─── RECORDS TO PROCESS ───

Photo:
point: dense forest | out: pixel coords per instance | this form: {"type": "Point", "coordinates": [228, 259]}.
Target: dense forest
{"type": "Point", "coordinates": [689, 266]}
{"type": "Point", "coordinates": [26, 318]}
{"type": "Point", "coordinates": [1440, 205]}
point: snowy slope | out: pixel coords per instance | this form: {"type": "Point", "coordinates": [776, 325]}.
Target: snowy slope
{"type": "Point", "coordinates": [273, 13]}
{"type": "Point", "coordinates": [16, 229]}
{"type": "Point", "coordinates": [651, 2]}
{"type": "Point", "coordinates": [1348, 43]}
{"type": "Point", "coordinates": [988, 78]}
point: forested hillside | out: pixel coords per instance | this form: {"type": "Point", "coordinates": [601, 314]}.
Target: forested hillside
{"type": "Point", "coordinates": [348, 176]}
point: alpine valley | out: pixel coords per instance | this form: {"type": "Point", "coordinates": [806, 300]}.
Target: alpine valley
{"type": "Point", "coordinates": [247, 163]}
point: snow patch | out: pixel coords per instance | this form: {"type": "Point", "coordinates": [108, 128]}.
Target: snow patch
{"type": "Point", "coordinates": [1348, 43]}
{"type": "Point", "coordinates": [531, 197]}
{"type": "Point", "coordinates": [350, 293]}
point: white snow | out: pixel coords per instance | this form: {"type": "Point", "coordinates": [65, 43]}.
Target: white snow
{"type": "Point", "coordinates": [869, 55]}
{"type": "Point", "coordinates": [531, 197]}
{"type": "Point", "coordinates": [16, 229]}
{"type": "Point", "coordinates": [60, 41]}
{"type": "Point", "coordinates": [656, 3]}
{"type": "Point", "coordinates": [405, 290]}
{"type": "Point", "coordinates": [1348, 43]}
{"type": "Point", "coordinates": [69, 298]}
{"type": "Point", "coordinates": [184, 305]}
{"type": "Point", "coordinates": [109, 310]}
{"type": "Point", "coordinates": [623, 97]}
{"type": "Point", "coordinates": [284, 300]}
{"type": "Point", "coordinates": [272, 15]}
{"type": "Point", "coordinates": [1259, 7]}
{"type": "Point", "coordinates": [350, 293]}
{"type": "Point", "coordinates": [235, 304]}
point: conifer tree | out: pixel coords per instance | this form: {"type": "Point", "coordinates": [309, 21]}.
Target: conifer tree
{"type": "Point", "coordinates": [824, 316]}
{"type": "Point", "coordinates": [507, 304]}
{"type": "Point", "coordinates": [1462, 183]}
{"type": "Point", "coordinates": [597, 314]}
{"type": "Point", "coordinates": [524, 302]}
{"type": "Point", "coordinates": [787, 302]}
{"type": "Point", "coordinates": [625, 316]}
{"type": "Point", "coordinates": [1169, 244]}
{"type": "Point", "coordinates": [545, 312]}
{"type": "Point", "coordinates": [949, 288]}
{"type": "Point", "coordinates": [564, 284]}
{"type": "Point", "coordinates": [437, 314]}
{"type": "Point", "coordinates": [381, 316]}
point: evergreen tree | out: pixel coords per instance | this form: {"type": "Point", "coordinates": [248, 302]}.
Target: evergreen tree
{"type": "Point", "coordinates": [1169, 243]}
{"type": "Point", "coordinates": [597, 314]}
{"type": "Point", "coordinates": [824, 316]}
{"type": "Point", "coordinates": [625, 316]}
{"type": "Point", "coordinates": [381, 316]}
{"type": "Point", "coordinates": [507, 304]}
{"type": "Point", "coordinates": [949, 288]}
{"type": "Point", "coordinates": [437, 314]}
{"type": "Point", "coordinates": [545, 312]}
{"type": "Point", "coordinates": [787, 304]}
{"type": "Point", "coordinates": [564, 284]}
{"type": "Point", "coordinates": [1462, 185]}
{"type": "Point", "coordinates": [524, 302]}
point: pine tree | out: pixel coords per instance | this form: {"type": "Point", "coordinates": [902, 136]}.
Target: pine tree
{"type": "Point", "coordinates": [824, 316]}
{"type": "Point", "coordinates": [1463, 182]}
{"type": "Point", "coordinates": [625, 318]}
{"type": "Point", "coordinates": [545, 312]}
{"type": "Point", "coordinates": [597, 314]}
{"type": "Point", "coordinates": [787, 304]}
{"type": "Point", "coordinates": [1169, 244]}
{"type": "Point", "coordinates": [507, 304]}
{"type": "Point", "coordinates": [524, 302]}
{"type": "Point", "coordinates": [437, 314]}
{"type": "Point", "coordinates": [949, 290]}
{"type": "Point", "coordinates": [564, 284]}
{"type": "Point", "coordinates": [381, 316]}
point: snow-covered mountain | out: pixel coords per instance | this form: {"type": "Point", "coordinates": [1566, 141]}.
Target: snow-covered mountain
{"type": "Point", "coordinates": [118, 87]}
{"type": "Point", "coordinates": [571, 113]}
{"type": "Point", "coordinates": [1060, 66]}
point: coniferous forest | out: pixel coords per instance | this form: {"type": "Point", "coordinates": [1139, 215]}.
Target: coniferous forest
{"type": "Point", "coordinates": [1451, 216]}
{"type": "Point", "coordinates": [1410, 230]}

───

Starting with the line that contains "point: coniferous forest" and going on through the last of the lines, write those lines out again with "coniferous" changed to "evergreen" and nothing else altered.

RESULT FOR THIS EXERCISE:
point: evergreen forest | out: pixel coords per instance | this form: {"type": "Point", "coordinates": [1139, 215]}.
Target: evergreen forest
{"type": "Point", "coordinates": [1451, 216]}
{"type": "Point", "coordinates": [1410, 230]}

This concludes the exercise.